> _VOS TÂCHES_
#1 D'après l'entretien avec Rousseau, qui l'a élevé après que son père l'a abandonné ?
#2 Recopiez tel quel le passage de l'entretien avec Rousseau qui va de « Bonjour Monsieur Rousseau. » jusqu'à « la Vème République. ».

> _TEXTE À LIRE_
•••••
En bavardant avec Jean-Jacques

Bonjour Monsieur Rousseau. Il m’est agréable de passer du temps avec vous pour les amis du journal « Les Echos de Meulan ». Cela semble irréel, mais il faut que je vous dise : nous cherchons chaque année des évènements antérieurs à l’époque où nous vivons. Nous sommes en 2012 et dans quatre mois, le 28 juin, ce sera votre anniversaire ; entre temps, nous aurons un nouveau président car nous vivons sous la Vème République.

J.J. Rousseau : « Oui, je suis né le 28 juin 1712 à Genève en Suisse ; je n’ai hélas ! pas connu ma mère et mon père m’a abandonné lorsque j’avais 10 ans ; c’est mon oncle qui m’a élevé ».

Odile Barthélémy : « C’est bien triste. Quel genre d’enfant étiez-vous ? ».

J.J.R. : «  Un enfant rêveur à l’âme vagabonde. J’aimais courir dans les bois, regarder la nature, observer les animaux au grand regret de mon oncle. Pourtant une dame, Madame Warens, ma bienfaitrice, attachera toute son influence pour parfaire mon éducation et me convertira au catholicisme, car il faut que je vous avoue que mes parents étaient calvinistes ».
•••••
> _LIGNES DE DONNÉES_

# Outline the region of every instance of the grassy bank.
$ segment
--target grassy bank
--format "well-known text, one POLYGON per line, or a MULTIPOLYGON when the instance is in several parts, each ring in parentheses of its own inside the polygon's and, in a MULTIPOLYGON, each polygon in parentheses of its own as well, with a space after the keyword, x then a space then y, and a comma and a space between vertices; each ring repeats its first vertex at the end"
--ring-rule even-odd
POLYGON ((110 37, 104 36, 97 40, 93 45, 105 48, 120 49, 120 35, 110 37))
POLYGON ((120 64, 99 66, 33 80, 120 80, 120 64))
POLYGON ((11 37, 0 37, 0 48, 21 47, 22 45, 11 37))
•••••
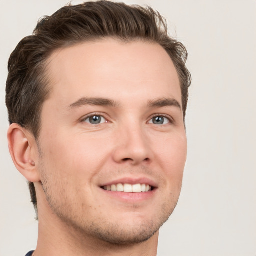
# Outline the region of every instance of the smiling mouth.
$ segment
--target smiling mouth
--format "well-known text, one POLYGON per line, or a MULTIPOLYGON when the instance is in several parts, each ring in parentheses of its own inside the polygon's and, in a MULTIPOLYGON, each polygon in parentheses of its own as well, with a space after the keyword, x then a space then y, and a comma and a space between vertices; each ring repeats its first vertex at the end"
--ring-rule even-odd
•••••
> _RÉPONSES AUX TÂCHES_
#1 Son oncle.

#2
Bonjour Monsieur Rousseau. Il m’est agréable de passer du temps avec vous pour les amis du journal « Les Echos de Meulan ». Cela semble irréel, mais il faut que je vous dise : nous cherchons chaque année des évènements antérieurs à l’époque où nous vivons. Nous sommes en 2012 et dans quatre mois, le 28 juin, ce sera votre anniversaire ; entre temps, nous aurons un nouveau président car nous vivons sous la Vème République.